EXCERPT TO READ:
So the fact we were gone for 4 days and nothing happen plus the video monitoring we can do, plus most of his break ins are on the weekend and we will be gone during the week, I feel a bit safer.
With everthing this kid has done I am surprised he has not gone to jail for a long time. He broke into the house owned by a relative of one of our Judges!!! The house if vacant and owner by the Judge's Uncle in Florida and they only come back to Ohio 2 times a year.

THey were just here in Dec and said the house as a complete wreck. A video store has him on tape try to exchange a video he stole from that house. He took valuable antique's.

This kids boast on this FB page phares like "I did the crime but I won't do the time". talks about being high all the time. Which we (the whole neighborhood) knows this family smokes pot. The dad has a criminal record the house is in foreclosure but they filed an appeal. The sheriff sale was all set till the filed the appeal. UGH. WHAT A MESS.
 
OH Shelley, what a scary time! One thing I know for sure, just when you think you have their MO figured out, they'll go and change it! If he needs cash, if he's desperate, and if he gets cocky enough, he will throw out all the "reasons" he can't rob you at such and such time. It will happen when it strikes him!!
Praying for your safety! This really is frightening!

~Dawn
 
I still have mine but my wife is in this group. She lost her mother to breast cancer when she was only 4 years old. Due to her youth she doesn't have many memories of her. Her dad never remarried and his way of coping with it is not to talk about her, so it's been a frustration for my wife because she wants details of who her mom was. She wants to know what she liked, what holiday traditions she did, etc but her dad shuts her down when she asks. Then we struggled for seven years with infertility so Mothers Day was massively depressing for my wife. We finally welcomed an adorable little boy into our lives a little over a year ago but my wife still has pains about her mom not being here to assist her in learning how to become an effective mother herself.

(Saved entries)

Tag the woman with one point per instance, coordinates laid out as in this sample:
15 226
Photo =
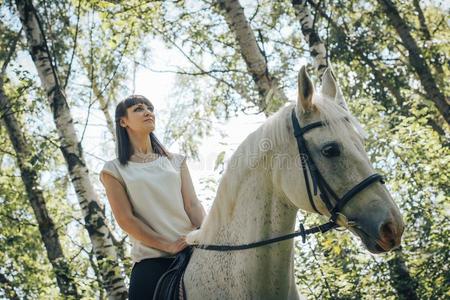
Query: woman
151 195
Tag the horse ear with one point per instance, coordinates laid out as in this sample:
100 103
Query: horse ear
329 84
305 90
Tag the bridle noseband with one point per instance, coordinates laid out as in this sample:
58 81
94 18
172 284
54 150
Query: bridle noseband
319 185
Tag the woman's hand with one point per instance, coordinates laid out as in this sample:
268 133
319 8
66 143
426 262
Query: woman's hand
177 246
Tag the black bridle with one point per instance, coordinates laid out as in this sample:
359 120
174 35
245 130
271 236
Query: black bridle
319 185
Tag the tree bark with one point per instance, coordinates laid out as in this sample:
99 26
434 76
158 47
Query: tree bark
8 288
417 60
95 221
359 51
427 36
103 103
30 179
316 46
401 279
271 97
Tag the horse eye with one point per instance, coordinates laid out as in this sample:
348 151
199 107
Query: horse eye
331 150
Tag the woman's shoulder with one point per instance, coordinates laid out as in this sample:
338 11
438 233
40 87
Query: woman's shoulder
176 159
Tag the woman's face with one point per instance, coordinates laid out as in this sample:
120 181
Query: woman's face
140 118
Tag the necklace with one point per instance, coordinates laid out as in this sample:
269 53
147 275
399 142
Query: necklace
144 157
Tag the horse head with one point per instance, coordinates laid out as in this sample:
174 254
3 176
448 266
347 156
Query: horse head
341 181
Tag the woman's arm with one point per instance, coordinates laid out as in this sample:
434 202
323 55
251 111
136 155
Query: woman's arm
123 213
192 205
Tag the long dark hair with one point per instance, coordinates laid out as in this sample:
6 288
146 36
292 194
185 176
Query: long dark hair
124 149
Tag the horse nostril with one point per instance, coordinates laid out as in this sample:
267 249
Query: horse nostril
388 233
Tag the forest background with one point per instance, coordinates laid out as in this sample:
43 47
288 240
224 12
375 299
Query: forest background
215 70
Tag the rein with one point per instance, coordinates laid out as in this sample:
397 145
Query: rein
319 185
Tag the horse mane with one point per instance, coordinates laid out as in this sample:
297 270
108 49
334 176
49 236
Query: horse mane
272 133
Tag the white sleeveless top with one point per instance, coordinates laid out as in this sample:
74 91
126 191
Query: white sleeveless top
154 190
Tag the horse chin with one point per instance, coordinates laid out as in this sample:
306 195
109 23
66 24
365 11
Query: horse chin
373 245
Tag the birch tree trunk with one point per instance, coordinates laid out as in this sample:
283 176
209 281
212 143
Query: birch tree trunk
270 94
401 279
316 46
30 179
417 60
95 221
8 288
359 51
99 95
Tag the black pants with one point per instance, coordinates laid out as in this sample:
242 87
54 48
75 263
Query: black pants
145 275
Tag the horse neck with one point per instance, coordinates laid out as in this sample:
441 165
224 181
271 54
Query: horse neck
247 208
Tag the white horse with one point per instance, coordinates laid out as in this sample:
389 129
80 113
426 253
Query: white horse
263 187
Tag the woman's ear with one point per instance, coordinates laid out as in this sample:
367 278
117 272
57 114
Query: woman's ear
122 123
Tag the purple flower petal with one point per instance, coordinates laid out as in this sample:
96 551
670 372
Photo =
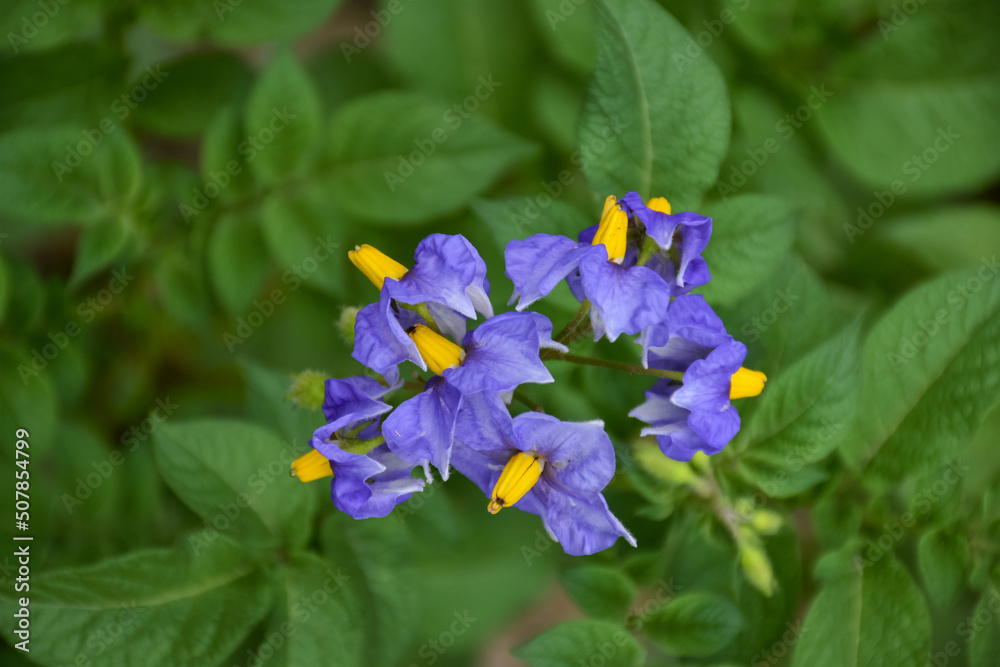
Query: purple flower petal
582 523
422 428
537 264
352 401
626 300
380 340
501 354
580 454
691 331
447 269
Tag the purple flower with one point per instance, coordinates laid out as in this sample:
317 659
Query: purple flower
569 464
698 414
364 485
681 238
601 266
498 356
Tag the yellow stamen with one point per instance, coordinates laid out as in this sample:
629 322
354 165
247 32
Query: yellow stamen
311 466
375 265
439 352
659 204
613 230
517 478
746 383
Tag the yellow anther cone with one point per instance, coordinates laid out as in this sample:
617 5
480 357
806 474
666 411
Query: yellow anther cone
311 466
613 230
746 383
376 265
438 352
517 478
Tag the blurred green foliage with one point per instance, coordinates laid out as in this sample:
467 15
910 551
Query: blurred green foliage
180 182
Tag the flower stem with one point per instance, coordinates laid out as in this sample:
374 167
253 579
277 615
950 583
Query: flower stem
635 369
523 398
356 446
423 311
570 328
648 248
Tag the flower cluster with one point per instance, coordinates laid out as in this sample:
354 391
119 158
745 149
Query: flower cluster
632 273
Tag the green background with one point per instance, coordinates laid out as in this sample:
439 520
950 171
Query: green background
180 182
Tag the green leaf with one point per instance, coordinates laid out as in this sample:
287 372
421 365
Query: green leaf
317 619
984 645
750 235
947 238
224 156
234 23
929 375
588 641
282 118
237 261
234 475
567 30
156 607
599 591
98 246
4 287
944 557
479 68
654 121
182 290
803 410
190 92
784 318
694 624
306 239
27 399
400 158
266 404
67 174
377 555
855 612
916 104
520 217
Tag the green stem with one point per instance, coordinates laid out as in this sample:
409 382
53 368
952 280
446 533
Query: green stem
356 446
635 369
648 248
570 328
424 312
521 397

WHAT TO DO: Continue the forum thread, picking up right after its final post's last sentence.

RESULT:
Does she have an aunt or uncle or someone for her mom side that could help answer these questions?
 
OH Shelley, what a scary time! One thing I know for sure, just when you think you have their MO figured out, they'll go and change it! If he needs cash, if he's desperate, and if he gets cocky enough, he will throw out all the "reasons" he can't rob you at such and such time. It will happen when it strikes him!!
Praying for your safety! This really is frightening!

~Dawn

I don't work so I am home to watch the house most of the time. One thing we did was put my car in the garage -It use to sit outside. Now he won't know if I am home or not. Which is nice when we go to the airport he won't miss our car being gone.
And the other good thing is that the detective who lives across the street will retire in 3 months. So I will feel a bit safer:cool1:
 
You are not alone. :hug: I know exactly how you feel. I talked to my mum every day too and her grandkids adored her. Every day I feel so much sadness that my youngest never got to meet her. I think of her all the time when I have all those cute kid stories and I try to tell her in my heart but it's not the same. I worry about my daughter not having a sister because mine is one of the reasons I've survived this ordeal. And you know what I hate (just between you and me?) Trip reports where people talk about how annoying their mothers are being on their trip. "Are you kidding me? She is there with you!!!!"



Hi Eeyora, What is happening with your mum? Any updates? I don't know what it is about the liver because they told my mum for over a year they were certain she did not have liver cancer. :rolleyes2

Thanks for asking my Mom passed 12-14-12 I was holding her hand it has been very difficult I miss her so much not a day goes by that I don't cry.